* Begin EXTRACTED ENTRIES *

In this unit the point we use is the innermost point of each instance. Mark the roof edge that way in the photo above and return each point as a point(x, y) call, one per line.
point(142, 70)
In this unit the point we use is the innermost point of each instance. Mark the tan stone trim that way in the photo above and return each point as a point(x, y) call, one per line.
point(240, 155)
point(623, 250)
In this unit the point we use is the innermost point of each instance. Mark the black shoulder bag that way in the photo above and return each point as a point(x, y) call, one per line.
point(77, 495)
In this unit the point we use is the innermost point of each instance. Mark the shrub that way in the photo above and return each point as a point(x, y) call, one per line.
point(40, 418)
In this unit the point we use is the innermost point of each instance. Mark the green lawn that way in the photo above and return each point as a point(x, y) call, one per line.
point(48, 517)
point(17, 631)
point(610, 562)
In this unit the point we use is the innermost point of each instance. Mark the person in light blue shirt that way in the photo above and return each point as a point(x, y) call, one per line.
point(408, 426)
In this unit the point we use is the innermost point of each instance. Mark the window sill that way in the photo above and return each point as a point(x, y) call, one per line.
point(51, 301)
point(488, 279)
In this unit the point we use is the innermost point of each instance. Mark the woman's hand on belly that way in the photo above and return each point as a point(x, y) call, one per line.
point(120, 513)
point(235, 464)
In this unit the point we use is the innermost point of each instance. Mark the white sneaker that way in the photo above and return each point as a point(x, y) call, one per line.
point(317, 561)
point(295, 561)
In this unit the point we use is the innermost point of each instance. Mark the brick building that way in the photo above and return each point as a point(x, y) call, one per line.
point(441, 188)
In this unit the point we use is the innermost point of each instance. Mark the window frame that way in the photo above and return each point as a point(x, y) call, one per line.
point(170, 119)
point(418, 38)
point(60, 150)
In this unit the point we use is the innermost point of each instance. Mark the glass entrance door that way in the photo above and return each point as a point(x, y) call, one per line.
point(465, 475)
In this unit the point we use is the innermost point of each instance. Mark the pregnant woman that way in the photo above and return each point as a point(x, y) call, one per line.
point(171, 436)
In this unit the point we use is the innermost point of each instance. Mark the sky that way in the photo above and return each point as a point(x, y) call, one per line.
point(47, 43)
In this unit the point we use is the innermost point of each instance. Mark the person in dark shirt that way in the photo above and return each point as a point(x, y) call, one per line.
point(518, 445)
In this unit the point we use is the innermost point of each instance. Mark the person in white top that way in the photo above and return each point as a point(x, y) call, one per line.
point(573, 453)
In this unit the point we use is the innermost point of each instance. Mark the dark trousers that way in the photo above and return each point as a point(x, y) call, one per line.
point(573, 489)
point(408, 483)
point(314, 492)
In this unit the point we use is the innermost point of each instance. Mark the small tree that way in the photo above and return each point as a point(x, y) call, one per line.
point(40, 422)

* End EXTRACTED ENTRIES *

TASK DETAILS
Rescale the items from the very first line through the line containing "point(623, 250)", inclusive, and reproduce every line, requests included. Multiply each coordinate in the answers by 0.4 and round to whole numbers, with halves rounding up.

RESULT
In this unit the point we use is the innermost point of each instance. Mark the roof edge that way in the photo above and return each point as a point(x, y) call, one per line.
point(57, 28)
In this unit the point we use is the innermost point of each instance. Mark the tan stone trim that way in the photo above and return each point as a point(x, y) call, one per line.
point(96, 62)
point(249, 100)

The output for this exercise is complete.